操作指令:
- 1) 原文“参数：”下面说明了哪些参数？把参数名全部列出来。
- 2) 根据原文，简短回答下面几个问题：
(a) 在 Full 模式下，清理什么时候运行？
(b) cleanup 是 "incremental"，source_id_key 却是 None，这时会怎样？
(c) 代码要求向量存储必须有哪两个方法？
- 3) 改写原文从“这使我们能够跟踪哪些文档已更新，哪些文档已删除，哪些文档应该被跳过。”到“docs_source: 要索引的数据加载器或文档的可迭代对象。”这一段，把里面的“哈希”换成“散列值”。

索引功能使用管理器来跟踪向量存储中的文档。

这使我们能够跟踪哪些文档已更新，哪些文档已删除，哪些文档应该被跳过。

目前，文档是使用它们的哈希进行索引的，用户无法指定文档的uid。

重要提示：
   如果auto_cleanup设置为True，则加载器应返回整个数据集，而不仅仅是数据集的子集。
   否则，auto_cleanup将删除不应删除的文档。

参数：
    docs_source: 要索引的数据加载器或文档的可迭代对象。
    record_manager: 时间戳集，用于跟踪哪些文档已更新。
    vector_store: 用于将文档索引到的向量存储。
    batch_size: 索引时要使用的批量大小。
    cleanup: 如何处理文档的清理。
        - Incremental: 清理所有未更新的文档和与索引期间看到的源ID相关联的文档。
                       清理在索引过程中持续进行，有助于最小化用户看到重复内容的可能性。
        - Full: 删除加载器未返回的所有文档。
                清理在所有文档被索引后运行。
                这意味着用户在索引过程中可能会看到重复内容。
        - None: 不删除任何文档。
    source_id_key: 有助于识别文档原始来源的可选键。
    cleanup_batch_size: 清理文档时要使用的批量大小。
    force_update: 即使文档已在记录管理器中存在，也强制更新文档。如果您正在重新索引具有更新嵌入的文档，则此选项很有用。

返回：
    包含有关添加、更新、删除或跳过多少文档的信息的索引结果。
"""

    if cleanup not in {"incremental", "full", None}:
        raise ValueError(
            f"cleanup should be one of 'incremental', 'full' or None. "
            f"Got {cleanup}."
        )

    if cleanup == "incremental" and source_id_key is None:
        raise ValueError("Source id key is required when cleanup mode is incremental.")

    # Check that the Vectorstore has required methods implemented
    methods = ["adelete", "aadd_documents"]

    for method in methods:
        if not hasattr(vector_store, method):
            raise ValueError(
                f"Vectorstore {vector_store} does not have required method {method}"
            )

    if type(vector_store).adelete == VectorStore.adelete:
        # Checking if the vectorstore has overridden the default delete method
        # implementation which just raises a NotImplementedError
        raise ValueError("Vectorstore has not implemented the delete method")

提取信息:
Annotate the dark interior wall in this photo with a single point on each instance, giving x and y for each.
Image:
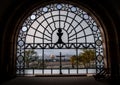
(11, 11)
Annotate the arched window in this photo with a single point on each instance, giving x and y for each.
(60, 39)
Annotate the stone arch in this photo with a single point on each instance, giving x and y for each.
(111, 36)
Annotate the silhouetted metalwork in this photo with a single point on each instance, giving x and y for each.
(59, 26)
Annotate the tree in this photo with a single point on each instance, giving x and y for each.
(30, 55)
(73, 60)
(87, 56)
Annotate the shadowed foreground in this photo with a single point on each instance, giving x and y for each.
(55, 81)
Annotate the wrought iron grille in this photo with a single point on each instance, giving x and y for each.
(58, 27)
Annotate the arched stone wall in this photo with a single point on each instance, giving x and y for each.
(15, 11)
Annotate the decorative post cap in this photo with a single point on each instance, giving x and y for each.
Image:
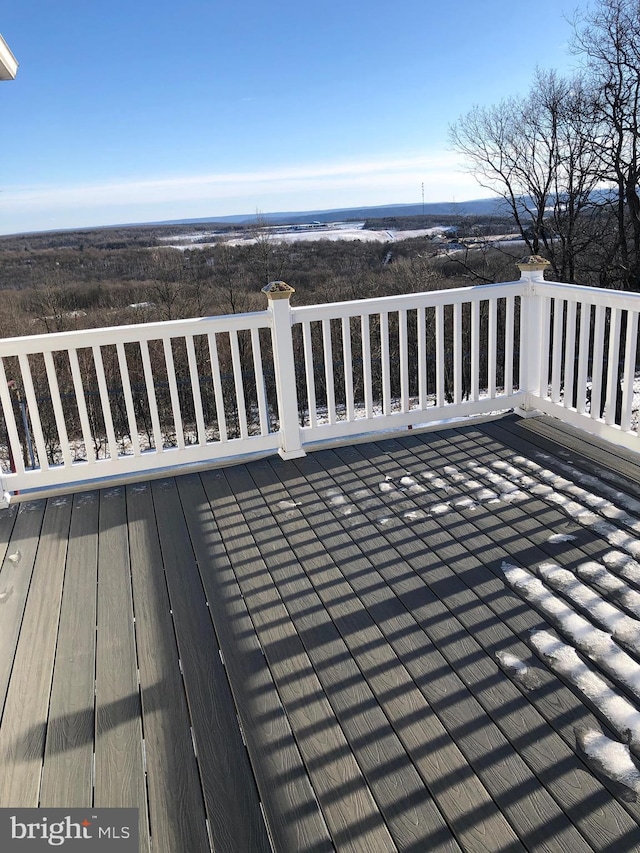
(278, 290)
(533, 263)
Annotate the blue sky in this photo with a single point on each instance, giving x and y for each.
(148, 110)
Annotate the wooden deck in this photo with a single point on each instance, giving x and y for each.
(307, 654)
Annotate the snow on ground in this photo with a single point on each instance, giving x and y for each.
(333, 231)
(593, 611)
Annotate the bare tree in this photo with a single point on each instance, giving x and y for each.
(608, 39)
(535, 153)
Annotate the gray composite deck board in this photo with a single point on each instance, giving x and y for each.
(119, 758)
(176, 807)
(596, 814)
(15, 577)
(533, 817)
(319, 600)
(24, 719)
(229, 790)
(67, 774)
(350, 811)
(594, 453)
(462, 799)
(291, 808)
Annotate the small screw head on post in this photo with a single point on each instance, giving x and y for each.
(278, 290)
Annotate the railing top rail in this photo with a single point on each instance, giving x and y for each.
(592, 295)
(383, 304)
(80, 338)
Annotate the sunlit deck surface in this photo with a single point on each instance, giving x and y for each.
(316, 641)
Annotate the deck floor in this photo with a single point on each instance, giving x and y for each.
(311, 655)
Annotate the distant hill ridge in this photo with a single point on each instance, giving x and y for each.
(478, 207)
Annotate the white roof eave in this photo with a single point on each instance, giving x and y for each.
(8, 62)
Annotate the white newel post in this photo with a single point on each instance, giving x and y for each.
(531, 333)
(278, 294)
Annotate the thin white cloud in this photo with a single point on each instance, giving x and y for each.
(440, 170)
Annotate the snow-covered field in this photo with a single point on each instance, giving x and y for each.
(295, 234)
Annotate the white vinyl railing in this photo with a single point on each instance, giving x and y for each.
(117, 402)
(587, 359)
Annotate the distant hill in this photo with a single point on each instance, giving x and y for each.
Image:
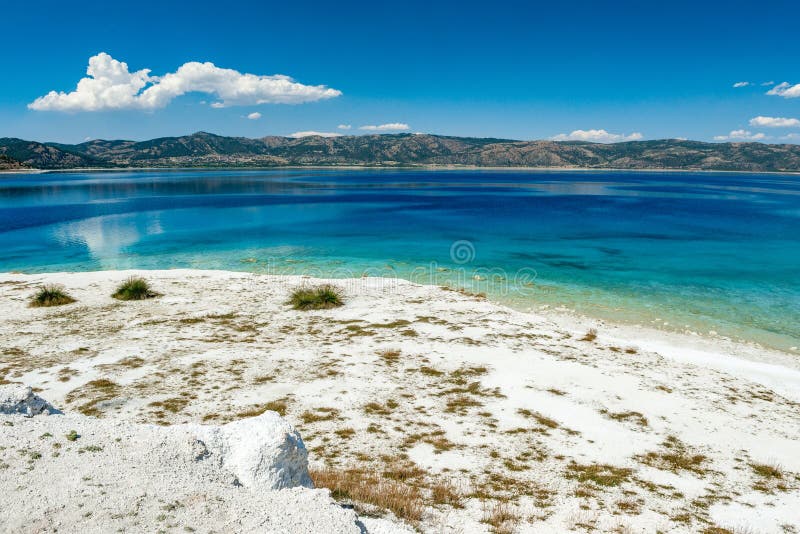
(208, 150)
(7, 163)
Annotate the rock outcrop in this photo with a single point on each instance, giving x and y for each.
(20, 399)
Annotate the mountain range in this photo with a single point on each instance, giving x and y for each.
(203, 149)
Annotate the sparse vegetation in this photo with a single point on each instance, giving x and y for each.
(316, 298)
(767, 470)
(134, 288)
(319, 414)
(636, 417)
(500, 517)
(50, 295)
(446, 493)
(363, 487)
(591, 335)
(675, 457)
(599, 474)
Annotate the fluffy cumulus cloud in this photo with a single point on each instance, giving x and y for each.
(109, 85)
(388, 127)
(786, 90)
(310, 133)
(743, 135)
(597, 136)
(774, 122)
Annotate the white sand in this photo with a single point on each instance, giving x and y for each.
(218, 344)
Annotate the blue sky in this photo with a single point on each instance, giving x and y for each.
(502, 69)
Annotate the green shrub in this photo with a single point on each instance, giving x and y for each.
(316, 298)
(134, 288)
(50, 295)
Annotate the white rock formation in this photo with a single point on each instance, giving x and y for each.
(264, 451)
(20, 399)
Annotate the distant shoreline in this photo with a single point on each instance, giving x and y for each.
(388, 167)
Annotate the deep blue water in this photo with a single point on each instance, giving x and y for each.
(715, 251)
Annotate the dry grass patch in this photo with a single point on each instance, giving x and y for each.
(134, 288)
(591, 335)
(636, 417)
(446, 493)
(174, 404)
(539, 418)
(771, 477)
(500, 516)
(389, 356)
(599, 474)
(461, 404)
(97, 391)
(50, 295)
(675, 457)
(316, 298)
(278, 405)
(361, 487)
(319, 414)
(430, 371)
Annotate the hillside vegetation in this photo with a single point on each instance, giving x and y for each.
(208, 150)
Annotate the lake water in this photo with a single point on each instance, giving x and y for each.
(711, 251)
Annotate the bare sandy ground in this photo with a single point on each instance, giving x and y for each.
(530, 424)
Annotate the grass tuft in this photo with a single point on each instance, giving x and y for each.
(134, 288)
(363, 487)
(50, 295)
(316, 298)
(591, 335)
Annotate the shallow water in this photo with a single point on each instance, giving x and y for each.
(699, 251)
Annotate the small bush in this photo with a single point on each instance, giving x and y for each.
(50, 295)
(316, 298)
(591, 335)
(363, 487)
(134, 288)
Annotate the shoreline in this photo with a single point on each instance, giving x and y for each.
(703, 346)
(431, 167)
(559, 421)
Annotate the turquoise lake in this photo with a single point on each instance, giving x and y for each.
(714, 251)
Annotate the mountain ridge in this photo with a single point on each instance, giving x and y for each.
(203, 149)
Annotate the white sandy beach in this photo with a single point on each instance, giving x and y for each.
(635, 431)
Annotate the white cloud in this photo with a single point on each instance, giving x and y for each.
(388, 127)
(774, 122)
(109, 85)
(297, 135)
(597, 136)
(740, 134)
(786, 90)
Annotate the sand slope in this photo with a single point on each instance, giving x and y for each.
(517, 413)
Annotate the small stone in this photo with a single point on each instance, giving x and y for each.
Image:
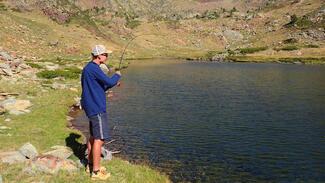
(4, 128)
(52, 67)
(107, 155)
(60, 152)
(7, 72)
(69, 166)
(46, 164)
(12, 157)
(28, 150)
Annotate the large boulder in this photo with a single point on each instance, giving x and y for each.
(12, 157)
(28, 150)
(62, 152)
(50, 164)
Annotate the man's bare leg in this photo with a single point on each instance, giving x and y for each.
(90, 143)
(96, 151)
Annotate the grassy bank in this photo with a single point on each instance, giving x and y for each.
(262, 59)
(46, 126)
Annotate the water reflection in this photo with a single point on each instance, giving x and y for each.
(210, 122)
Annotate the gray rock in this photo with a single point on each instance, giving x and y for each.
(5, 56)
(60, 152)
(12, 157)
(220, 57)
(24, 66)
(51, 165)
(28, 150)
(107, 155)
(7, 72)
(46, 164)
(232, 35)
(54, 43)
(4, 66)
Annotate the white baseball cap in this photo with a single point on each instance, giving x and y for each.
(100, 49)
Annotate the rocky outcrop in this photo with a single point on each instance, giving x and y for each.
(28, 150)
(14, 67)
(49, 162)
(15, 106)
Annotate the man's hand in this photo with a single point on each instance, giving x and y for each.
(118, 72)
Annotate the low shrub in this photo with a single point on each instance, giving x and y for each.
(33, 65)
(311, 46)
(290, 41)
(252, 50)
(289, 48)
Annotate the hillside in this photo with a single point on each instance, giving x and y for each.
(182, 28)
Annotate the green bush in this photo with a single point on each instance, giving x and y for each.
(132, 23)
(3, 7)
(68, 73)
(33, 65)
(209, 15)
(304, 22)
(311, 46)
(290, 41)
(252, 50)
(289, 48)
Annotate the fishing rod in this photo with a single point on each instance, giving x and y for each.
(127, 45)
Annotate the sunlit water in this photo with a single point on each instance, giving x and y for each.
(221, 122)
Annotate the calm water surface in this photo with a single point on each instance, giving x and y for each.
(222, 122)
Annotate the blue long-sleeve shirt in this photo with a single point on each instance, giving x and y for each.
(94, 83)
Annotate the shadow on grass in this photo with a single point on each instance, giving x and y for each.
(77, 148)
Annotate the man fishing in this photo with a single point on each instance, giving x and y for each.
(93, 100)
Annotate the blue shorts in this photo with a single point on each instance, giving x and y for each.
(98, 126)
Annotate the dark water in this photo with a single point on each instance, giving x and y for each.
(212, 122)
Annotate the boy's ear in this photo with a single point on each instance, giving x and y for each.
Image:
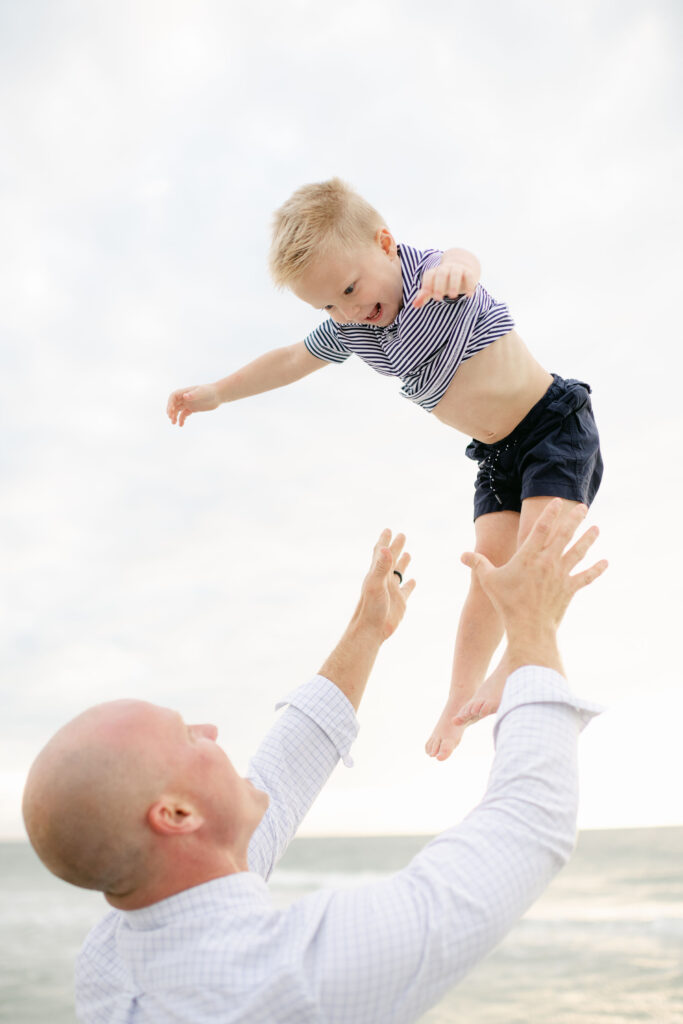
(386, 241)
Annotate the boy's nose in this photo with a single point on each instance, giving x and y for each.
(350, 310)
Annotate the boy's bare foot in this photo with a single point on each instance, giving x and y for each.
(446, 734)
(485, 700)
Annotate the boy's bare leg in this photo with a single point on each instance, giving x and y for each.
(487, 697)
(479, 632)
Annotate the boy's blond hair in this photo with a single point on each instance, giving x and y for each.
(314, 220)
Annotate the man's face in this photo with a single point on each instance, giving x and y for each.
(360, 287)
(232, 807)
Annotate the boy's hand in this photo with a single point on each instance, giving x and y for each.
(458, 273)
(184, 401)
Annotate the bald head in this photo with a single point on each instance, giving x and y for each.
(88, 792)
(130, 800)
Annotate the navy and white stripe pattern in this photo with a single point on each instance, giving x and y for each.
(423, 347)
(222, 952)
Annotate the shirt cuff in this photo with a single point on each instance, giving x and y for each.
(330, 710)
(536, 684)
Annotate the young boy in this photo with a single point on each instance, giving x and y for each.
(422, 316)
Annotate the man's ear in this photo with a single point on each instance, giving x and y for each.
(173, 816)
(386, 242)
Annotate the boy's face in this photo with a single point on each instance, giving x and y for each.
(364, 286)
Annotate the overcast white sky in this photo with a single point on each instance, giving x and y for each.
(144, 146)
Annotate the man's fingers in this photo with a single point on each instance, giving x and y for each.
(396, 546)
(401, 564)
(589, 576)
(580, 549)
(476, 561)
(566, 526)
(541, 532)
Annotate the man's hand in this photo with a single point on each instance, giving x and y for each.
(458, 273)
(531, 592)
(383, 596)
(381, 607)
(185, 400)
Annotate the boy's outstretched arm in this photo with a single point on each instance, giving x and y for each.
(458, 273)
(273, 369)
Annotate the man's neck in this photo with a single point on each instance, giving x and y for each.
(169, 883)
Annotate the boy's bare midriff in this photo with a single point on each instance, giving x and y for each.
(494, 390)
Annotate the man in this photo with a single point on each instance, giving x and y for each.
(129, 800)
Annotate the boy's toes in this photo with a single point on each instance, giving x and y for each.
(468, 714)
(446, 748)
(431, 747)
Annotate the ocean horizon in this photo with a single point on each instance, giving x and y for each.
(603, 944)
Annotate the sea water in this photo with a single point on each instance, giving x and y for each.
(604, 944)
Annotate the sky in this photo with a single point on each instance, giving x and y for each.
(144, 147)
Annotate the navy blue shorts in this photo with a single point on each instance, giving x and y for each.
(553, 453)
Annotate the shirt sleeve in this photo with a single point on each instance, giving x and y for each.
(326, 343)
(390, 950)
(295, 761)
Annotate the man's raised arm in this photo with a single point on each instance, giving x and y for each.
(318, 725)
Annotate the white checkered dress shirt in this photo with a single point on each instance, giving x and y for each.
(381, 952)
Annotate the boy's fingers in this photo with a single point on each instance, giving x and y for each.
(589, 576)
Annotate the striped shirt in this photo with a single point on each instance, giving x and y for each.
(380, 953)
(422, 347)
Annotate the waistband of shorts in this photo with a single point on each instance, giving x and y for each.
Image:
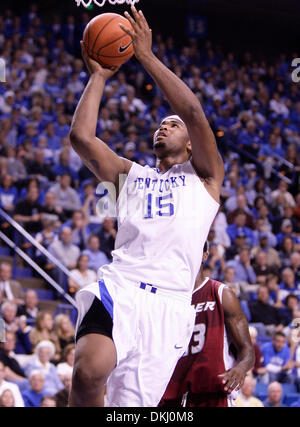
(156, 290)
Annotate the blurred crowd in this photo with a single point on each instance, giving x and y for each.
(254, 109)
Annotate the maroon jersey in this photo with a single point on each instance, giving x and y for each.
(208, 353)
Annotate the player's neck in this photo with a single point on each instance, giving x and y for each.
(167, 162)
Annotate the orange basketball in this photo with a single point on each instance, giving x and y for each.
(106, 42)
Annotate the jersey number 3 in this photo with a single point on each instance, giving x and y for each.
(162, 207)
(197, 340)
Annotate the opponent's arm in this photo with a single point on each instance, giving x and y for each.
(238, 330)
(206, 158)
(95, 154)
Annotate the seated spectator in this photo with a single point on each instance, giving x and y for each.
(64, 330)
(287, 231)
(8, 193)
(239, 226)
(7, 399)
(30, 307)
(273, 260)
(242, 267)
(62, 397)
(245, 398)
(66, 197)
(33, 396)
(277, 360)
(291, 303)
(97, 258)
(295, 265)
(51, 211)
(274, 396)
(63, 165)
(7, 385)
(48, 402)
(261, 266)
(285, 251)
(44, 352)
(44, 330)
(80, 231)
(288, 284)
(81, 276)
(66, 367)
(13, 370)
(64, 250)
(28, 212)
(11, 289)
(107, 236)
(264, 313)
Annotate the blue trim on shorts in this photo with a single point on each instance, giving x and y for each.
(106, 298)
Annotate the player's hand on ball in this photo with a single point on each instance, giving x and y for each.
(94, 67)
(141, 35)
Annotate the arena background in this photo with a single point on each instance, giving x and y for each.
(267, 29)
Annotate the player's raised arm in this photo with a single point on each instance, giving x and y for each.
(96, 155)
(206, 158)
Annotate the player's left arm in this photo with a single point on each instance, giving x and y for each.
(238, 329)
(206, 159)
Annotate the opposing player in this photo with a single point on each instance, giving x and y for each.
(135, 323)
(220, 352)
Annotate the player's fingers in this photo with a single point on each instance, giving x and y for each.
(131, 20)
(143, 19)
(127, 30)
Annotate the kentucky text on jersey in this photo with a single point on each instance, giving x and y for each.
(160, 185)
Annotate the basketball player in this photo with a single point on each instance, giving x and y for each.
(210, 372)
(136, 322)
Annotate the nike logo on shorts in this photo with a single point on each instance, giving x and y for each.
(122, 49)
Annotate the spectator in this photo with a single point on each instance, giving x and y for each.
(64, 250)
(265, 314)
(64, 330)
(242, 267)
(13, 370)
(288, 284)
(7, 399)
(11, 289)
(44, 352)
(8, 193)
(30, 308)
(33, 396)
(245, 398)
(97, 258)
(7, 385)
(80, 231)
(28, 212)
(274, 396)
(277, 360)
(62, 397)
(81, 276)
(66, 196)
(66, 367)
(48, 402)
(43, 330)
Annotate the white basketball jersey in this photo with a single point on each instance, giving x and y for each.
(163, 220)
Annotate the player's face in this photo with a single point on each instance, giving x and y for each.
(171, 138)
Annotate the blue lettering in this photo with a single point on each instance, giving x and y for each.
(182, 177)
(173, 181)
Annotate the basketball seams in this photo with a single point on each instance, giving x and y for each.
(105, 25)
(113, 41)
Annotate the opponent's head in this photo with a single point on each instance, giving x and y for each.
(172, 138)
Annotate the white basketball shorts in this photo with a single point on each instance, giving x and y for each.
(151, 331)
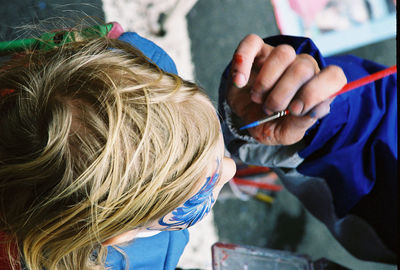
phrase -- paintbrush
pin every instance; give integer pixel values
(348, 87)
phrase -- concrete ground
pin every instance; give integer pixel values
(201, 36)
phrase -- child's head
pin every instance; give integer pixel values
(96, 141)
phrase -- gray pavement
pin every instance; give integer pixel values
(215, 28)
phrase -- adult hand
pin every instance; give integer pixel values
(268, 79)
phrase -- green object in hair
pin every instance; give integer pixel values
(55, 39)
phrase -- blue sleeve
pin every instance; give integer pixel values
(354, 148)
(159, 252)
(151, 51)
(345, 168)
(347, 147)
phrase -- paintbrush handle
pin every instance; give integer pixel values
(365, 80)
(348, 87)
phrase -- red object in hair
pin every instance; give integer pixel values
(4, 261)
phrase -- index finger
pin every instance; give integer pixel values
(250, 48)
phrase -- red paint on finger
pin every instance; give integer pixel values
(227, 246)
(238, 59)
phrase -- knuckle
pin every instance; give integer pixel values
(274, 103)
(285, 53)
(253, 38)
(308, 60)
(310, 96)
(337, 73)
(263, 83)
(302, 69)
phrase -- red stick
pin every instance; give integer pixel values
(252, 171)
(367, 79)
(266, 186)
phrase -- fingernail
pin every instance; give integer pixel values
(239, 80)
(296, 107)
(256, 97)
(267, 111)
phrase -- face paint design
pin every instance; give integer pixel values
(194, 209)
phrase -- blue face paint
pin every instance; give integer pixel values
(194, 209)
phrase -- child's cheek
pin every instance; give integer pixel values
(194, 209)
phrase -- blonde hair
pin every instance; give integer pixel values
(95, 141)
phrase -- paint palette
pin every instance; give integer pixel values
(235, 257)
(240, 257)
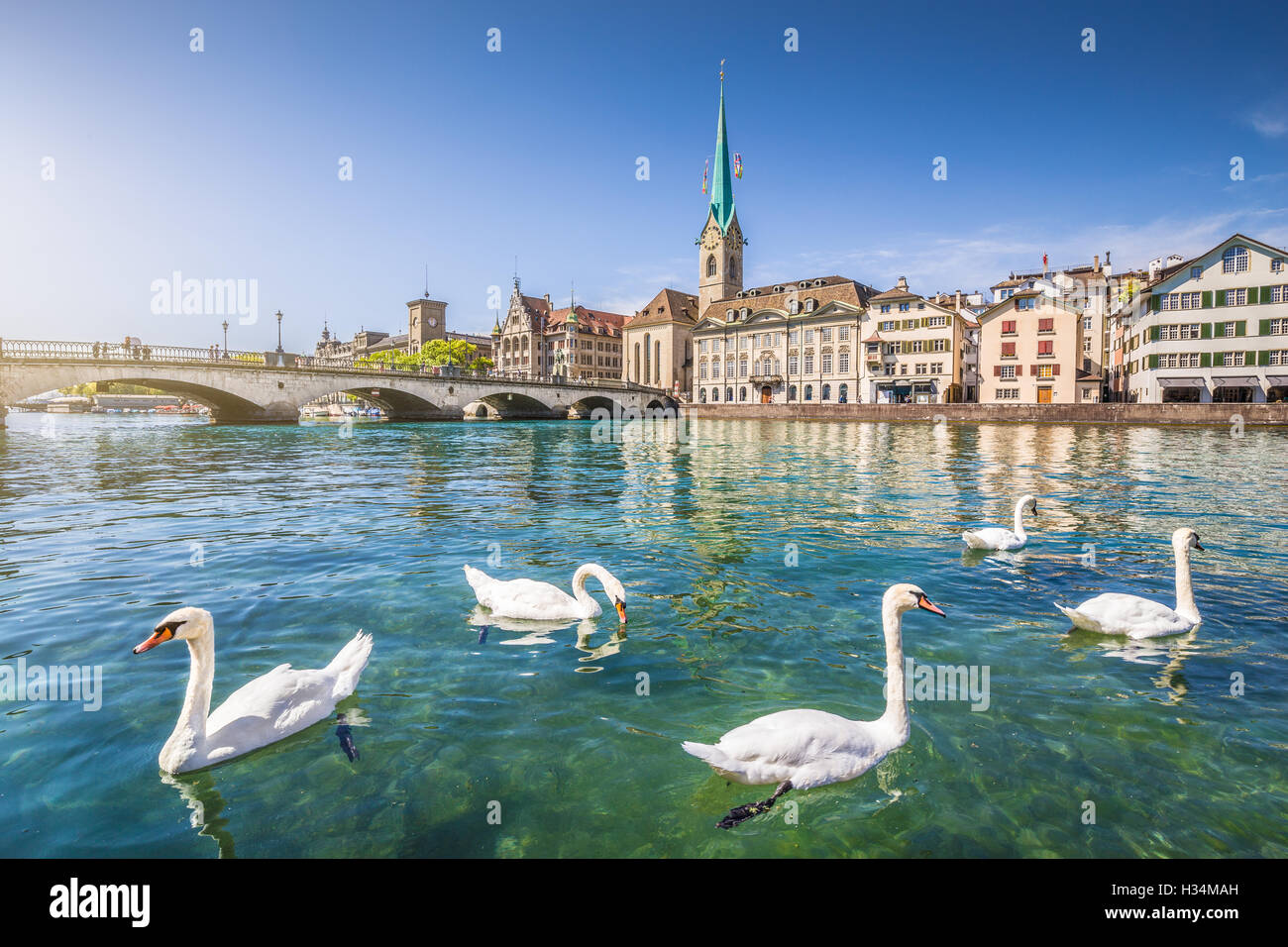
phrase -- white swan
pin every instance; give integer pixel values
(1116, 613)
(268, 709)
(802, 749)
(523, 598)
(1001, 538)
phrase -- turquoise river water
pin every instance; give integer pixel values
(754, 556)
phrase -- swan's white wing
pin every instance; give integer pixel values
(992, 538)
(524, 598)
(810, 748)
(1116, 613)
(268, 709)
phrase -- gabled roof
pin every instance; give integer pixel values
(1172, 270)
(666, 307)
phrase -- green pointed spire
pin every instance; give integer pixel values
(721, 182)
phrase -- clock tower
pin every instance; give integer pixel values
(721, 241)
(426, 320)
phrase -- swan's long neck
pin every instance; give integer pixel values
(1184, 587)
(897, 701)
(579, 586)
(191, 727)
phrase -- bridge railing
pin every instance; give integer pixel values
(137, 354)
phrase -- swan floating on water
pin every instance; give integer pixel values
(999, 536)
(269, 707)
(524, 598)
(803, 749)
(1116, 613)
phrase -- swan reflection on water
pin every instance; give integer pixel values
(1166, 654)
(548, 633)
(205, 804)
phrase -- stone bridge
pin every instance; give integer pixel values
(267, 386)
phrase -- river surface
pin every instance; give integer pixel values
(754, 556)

各题答案:
- 1)
docs_source
record_manager
vector_store
batch_size
cleanup
source_id_key
cleanup_batch_size
force_update

- 2)
(a) 在所有文档被索引后运行。
(b) 会抛出 ValueError，提示增量清理模式必须提供 source id key。
(c) adelete 和 aadd_documents。

- 3)
这使我们能够跟踪哪些文档已更新，哪些文档已删除，哪些文档应该被跳过。

目前，文档是使用它们的散列值进行索引的，用户无法指定文档的uid。

重要提示：
   如果auto_cleanup设置为True，则加载器应返回整个数据集，而不仅仅是数据集的子集。
   否则，auto_cleanup将删除不应删除的文档。

参数：
    docs_source: 要索引的数据加载器或文档的可迭代对象。